§ Point annotation dataset records:
########################################

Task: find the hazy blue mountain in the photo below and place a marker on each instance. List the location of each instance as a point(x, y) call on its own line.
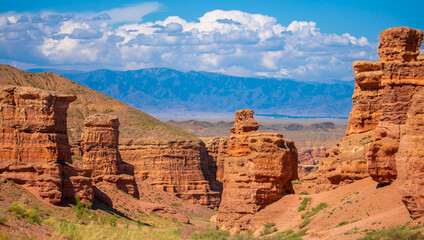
point(161, 89)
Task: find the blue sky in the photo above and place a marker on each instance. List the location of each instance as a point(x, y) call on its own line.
point(305, 40)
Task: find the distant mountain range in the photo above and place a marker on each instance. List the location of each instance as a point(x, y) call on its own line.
point(156, 90)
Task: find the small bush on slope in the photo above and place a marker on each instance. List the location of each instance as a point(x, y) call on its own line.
point(304, 204)
point(394, 233)
point(21, 210)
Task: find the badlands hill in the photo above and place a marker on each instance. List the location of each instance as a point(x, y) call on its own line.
point(156, 90)
point(134, 123)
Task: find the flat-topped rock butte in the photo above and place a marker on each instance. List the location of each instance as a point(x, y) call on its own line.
point(384, 112)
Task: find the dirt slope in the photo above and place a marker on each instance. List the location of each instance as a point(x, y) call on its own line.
point(349, 211)
point(134, 123)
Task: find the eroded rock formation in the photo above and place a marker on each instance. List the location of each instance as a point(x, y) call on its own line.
point(308, 159)
point(35, 151)
point(409, 159)
point(402, 76)
point(34, 140)
point(173, 166)
point(33, 125)
point(381, 100)
point(258, 170)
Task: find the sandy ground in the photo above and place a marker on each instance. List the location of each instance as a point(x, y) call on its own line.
point(350, 209)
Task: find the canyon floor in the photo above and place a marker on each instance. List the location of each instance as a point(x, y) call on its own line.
point(353, 211)
point(305, 132)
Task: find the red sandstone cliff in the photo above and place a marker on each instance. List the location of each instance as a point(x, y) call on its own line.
point(383, 138)
point(35, 151)
point(258, 170)
point(173, 166)
point(381, 100)
point(34, 140)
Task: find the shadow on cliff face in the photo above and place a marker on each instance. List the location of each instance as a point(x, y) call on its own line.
point(209, 169)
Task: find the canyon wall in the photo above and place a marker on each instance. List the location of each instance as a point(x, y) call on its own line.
point(380, 103)
point(35, 151)
point(384, 135)
point(180, 167)
point(258, 170)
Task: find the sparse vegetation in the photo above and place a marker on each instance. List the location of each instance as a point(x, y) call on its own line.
point(307, 216)
point(394, 233)
point(342, 224)
point(211, 234)
point(304, 204)
point(269, 228)
point(3, 218)
point(287, 235)
point(29, 214)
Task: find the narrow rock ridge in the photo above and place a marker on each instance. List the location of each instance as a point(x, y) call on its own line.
point(180, 167)
point(383, 138)
point(258, 170)
point(35, 149)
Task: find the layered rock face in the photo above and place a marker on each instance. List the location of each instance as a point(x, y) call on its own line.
point(216, 151)
point(409, 159)
point(100, 153)
point(33, 125)
point(100, 144)
point(258, 170)
point(35, 151)
point(34, 139)
point(173, 166)
point(308, 160)
point(402, 76)
point(381, 100)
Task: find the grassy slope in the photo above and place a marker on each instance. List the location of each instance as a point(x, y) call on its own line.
point(134, 123)
point(126, 220)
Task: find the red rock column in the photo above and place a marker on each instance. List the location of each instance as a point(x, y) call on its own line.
point(410, 158)
point(402, 77)
point(100, 154)
point(33, 139)
point(258, 170)
point(33, 126)
point(100, 144)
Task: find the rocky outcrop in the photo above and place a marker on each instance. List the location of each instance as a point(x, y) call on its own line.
point(34, 139)
point(172, 166)
point(33, 126)
point(35, 150)
point(381, 100)
point(366, 99)
point(258, 170)
point(308, 160)
point(409, 159)
point(402, 76)
point(100, 154)
point(311, 156)
point(100, 144)
point(216, 151)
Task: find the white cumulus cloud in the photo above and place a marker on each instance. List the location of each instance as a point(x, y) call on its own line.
point(230, 42)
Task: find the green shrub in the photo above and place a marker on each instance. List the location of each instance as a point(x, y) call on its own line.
point(139, 224)
point(29, 214)
point(288, 235)
point(17, 208)
point(394, 233)
point(314, 210)
point(304, 204)
point(210, 234)
point(3, 218)
point(112, 221)
point(342, 224)
point(305, 223)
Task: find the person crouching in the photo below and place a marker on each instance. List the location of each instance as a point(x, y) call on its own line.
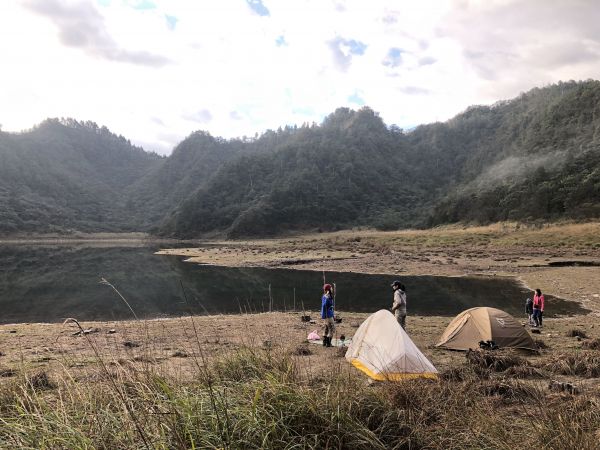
point(327, 315)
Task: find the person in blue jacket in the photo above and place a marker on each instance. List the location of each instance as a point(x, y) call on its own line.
point(327, 314)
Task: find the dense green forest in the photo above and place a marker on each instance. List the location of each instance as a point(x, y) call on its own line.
point(67, 175)
point(533, 157)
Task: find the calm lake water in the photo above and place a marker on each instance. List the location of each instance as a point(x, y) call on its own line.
point(51, 283)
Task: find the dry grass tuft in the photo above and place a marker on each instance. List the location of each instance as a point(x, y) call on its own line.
point(302, 350)
point(510, 390)
point(40, 381)
point(594, 344)
point(583, 364)
point(575, 332)
point(526, 372)
point(497, 361)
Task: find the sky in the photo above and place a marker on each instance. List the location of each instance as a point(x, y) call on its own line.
point(155, 71)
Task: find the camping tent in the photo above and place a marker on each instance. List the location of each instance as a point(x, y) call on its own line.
point(383, 350)
point(485, 324)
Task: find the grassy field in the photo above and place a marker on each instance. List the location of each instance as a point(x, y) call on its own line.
point(252, 381)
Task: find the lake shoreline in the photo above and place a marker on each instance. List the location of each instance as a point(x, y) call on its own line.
point(528, 256)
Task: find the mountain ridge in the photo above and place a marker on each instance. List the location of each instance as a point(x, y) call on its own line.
point(534, 157)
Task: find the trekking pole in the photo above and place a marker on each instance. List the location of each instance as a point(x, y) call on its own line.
point(334, 322)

########################################

§ DIRECTION: Can you give the material again with every "photo" changed to "image", everything else unchanged and the pictures left out?

§ TASK OUTPUT:
Task: find the hazy blue mountain in the image below and place a marker on each instance. List the location of each instance as a point(x, y) call on its own line.
point(161, 89)
Task: find the blue sky in the image above and place a marker on each instance. List the location of each instance as a point(x, y) call on its own line.
point(305, 40)
Task: find the distant mountain range in the image above and place a marker on each instance. List the location of each instance as a point(x, y) call on its own line.
point(156, 90)
Task: find the small bush on slope in the image above and place a marker on each instance. List the location of each instance as a point(x, y) call on its own line.
point(304, 204)
point(394, 233)
point(21, 210)
Task: find the badlands hill in the image above and place a marker on each instance. List the location of each instance as a point(x, y) call on its own line.
point(156, 90)
point(134, 123)
Task: find the flat-topped rock butte in the image above and place a marker on each instance. List the location of each instance as a point(x, y) call on its own line.
point(384, 112)
Task: find the dirt slope in the image above and place a marker on each instance. List the location of each instance as a point(x, y) call on its own line.
point(349, 211)
point(134, 123)
Task: find the eroded rock formation in the image above and place a marker on each instance. List the location of each instance as a point(x, y) call on its own line.
point(308, 159)
point(35, 151)
point(409, 159)
point(402, 76)
point(34, 140)
point(173, 166)
point(33, 125)
point(381, 100)
point(258, 170)
Task: find the sandy ground in the image above and place a marker on each instance. List the location of each instance as a point(x, y) call on its own line.
point(350, 209)
Task: find the canyon floor in the image above and place a marker on each instance. List the location of each instance as a point(x, y) call on its own line.
point(353, 211)
point(305, 132)
Task: find the red sandstone cliff in the image above and place a marker on each instance. List the location of each instance as a point(x, y) call on its own line.
point(383, 138)
point(35, 151)
point(258, 170)
point(173, 166)
point(381, 100)
point(34, 140)
Task: find the shadow on cliff face in the image above and place a marker on each instance. List the location of each instance as a point(x, y) call on its own line.
point(209, 169)
Task: find the canyon wall in the image above and place a marker on each instance. List the location of each instance as a point(x, y) call on its own line.
point(380, 103)
point(35, 151)
point(384, 135)
point(180, 167)
point(258, 170)
Task: find the sparse vegetation in the image above and place a marker on each instance. List the location of each instance as a point(x, y) call on its own line.
point(307, 216)
point(394, 233)
point(342, 224)
point(211, 234)
point(304, 204)
point(269, 228)
point(3, 218)
point(287, 235)
point(29, 214)
Task: find the narrow rock ridge in the image above and place a marker on each instance. List the location of each instance as a point(x, y) call on its own line.
point(180, 167)
point(383, 138)
point(258, 170)
point(35, 149)
Task: find the layered rock face in the image above and place a marker on each instance. List the location of each instance as a point(x, y) call on its own line.
point(216, 151)
point(409, 159)
point(100, 153)
point(33, 125)
point(100, 144)
point(258, 170)
point(35, 151)
point(34, 139)
point(173, 166)
point(308, 160)
point(402, 76)
point(381, 100)
Task: find the grassy slope in the image above and place a marker on each instance. List the location of each instance as a point(x, y) call on its own line.
point(134, 123)
point(126, 220)
Task: find the red rock column in the image above and place a marker on each instance. List the location of each instance as a point(x, y) call on its own line.
point(410, 158)
point(402, 77)
point(100, 154)
point(33, 139)
point(258, 170)
point(33, 126)
point(100, 144)
Task: find the rocky outcrop in the image above and place a marker on each instance. List the location of each instance as a point(x, y) call on its own line.
point(34, 139)
point(172, 166)
point(33, 126)
point(35, 150)
point(381, 100)
point(366, 99)
point(258, 170)
point(308, 160)
point(409, 159)
point(402, 76)
point(100, 154)
point(311, 156)
point(100, 144)
point(216, 151)
Task: find the white cumulus cloud in the image above and place a marker on each instance. List the location of each instance as a point(x, y) call on its own line.
point(230, 42)
Task: find the green shrub in the image above and place a marker on each instance. List the location of each instance as a point(x, y) call on its own line.
point(139, 224)
point(29, 214)
point(288, 235)
point(17, 208)
point(394, 233)
point(314, 210)
point(304, 204)
point(210, 234)
point(3, 218)
point(112, 221)
point(342, 224)
point(305, 223)
Task: find the person crouching in the image below and place a marker on each instance. List the location of each instance as a point(x, y) call on its own line.
point(327, 315)
Task: find the person in blue jacket in the image above and place a marker on each instance. List the location of each instance as a point(x, y) call on its own line.
point(327, 314)
Task: find the dense green forest in the image above and place a marker on each instance. List the location of each instance as a point(x, y) call on its own line.
point(67, 175)
point(533, 157)
Task: find the calm lake water in the image above and place a marker on each instance. List the location of each instance as a point(x, y) call on its own line.
point(51, 283)
Task: find the dry grass tuft in the image above and place a marker on each instance. List the location of each instance as a point(x, y) call on its own line.
point(302, 350)
point(510, 390)
point(40, 381)
point(594, 344)
point(583, 364)
point(575, 332)
point(526, 372)
point(497, 361)
Task: find the sky in the image above and place a marker on each instance. List the location of each instance as a point(x, y) call on its own line.
point(155, 71)
Task: find the camping tent in the image above and place a marker on each instance. List the location of each instance as a point(x, y) call on its own line.
point(383, 350)
point(485, 324)
Task: find the grassy field in the image above and place a marker on each instance. List the location of each instance as a point(x, y) call on its own line.
point(252, 381)
Task: find the lake shoreline in the image above and place a marker on each instance. List the location of each instance as a point(x, y) call on its own line.
point(528, 256)
Task: find the mountain ridge in the image above and place a marker on each instance. List the location of each instance as a point(x, y) call on its own line.
point(534, 157)
Task: find the trekking pole in the image above and place a marker on each instance. List the location of each instance as a point(x, y) call on its own line.
point(334, 322)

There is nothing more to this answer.